Activity 1 - In the text on abrasive wheel grinder safety, how fast can the wheels revolve?
*** Text section Section Begins ***
Abrasive Wheel Grinder Safety
One of the most common pieces of machinery in use in the maintenance shops on campus is the abrasive wheel grinder. These useful machines, used to remove metal from flat and cylindrical surfaces, are available in two types. Some are bench or pedestal grinders that stay in one place. The others are portable abrasive tools that are used for repair jobs elsewhere in the facility.
There is also more than one type of grinder design. On some, the abrasive wheels are mounted so only the exposed flat side is used for grinding. Other machines are designed so that the grinding is done on the circumference of the wheel. Some grinders also have wire brush or buffing wheel attachments.
People who regularly use abrasive wheel grinders may not be aware of their hazards. You have to keep in mind that while these machines have flat surfaces, they are cutting tools. Depending on the operation and equipment, the wheels can revolve at an incredible 10,000 surface feet per minute. You don’t want to make contact with something going at that rate of speed!
*** Text section Section Ends ***
Activity 2 - Copy out the rows verbatim, from their first line up to and including the line with "box: [117, 73, 291, 221]".
*** Listed records Section Begins ***
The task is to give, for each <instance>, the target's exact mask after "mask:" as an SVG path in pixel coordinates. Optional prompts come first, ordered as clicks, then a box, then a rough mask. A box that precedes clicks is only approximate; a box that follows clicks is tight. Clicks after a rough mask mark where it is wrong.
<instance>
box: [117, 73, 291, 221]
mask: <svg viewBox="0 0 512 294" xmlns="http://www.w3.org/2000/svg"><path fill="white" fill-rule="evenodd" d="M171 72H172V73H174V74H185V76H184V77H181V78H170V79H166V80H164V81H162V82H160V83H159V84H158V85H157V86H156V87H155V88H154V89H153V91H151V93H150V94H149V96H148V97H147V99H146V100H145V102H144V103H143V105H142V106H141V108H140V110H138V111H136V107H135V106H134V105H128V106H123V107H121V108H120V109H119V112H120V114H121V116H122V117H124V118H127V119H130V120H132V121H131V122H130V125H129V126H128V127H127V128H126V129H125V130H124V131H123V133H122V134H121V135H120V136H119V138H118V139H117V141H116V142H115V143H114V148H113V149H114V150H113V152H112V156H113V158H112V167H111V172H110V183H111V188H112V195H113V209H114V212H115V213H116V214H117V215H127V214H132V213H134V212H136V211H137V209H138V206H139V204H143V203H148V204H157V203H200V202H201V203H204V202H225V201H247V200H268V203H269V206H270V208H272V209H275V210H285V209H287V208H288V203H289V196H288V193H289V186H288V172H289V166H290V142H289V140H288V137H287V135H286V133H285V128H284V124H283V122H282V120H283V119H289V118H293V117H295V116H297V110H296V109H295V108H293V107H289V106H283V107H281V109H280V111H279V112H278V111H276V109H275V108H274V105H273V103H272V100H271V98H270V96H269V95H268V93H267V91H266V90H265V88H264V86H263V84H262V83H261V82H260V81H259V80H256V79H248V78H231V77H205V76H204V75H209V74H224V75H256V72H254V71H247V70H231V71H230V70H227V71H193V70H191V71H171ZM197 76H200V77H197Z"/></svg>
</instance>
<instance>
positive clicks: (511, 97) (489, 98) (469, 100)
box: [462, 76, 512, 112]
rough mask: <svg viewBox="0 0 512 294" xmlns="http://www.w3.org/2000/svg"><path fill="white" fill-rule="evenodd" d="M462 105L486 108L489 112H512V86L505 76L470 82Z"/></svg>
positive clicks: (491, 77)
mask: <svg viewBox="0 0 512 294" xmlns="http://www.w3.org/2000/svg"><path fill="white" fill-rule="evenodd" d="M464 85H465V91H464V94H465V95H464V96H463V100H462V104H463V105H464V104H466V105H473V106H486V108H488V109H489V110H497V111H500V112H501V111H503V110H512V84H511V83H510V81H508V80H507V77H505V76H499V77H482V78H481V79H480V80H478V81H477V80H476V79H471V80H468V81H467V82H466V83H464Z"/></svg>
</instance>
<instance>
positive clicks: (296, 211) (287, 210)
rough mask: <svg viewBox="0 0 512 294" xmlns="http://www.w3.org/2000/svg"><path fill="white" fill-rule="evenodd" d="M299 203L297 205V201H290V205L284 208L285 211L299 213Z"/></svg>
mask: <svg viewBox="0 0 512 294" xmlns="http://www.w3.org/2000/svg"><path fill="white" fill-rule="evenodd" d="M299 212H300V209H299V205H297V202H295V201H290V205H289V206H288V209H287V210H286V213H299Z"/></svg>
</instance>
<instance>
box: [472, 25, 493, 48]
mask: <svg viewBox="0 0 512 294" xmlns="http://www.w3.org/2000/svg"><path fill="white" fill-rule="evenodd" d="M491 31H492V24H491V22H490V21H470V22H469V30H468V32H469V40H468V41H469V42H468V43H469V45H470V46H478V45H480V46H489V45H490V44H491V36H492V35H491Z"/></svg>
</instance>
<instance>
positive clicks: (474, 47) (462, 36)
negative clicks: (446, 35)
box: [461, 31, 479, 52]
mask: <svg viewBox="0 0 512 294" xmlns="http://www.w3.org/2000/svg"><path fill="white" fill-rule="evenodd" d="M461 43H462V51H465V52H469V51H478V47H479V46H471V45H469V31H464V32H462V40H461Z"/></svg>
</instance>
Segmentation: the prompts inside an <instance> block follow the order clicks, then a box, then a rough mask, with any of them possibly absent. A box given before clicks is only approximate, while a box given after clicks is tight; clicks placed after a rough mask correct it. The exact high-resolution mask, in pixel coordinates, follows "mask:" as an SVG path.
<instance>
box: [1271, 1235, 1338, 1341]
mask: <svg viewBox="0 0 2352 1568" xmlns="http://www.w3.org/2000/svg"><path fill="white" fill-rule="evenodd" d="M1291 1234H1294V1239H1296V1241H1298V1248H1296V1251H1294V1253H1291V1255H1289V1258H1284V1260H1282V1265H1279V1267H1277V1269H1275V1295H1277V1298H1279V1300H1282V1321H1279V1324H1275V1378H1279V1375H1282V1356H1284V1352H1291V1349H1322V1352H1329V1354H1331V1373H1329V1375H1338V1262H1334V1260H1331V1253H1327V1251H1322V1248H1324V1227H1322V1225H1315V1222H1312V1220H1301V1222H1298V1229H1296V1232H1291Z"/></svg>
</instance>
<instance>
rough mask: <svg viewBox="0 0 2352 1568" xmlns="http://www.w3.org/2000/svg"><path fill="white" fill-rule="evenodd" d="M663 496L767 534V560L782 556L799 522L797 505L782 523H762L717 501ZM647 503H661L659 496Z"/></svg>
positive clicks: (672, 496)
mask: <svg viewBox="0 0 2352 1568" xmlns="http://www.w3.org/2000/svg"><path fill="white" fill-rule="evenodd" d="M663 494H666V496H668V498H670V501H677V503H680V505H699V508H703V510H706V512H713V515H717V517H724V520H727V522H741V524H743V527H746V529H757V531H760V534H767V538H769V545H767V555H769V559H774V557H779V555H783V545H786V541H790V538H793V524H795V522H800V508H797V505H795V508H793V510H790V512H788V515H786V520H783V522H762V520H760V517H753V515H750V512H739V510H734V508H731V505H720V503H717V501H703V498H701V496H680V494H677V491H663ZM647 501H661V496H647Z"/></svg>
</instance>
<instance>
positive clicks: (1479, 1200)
*** Listed records Section Ends ***
Your solution 1 - Depending on the operation and equipment, they can revolve at 10,000 surface feet per minute.

Your solution 2 -
The task is to give, for each <instance>, the target's exact mask after "mask:" as an SVG path in pixel coordinates. Optional prompts come first, ordered as clicks, then a box, then a rough mask. A box that precedes clicks is only approximate; a box that follows clicks is tight. Clicks after a rough mask mark where it is wrong.
<instance>
box: [117, 73, 291, 221]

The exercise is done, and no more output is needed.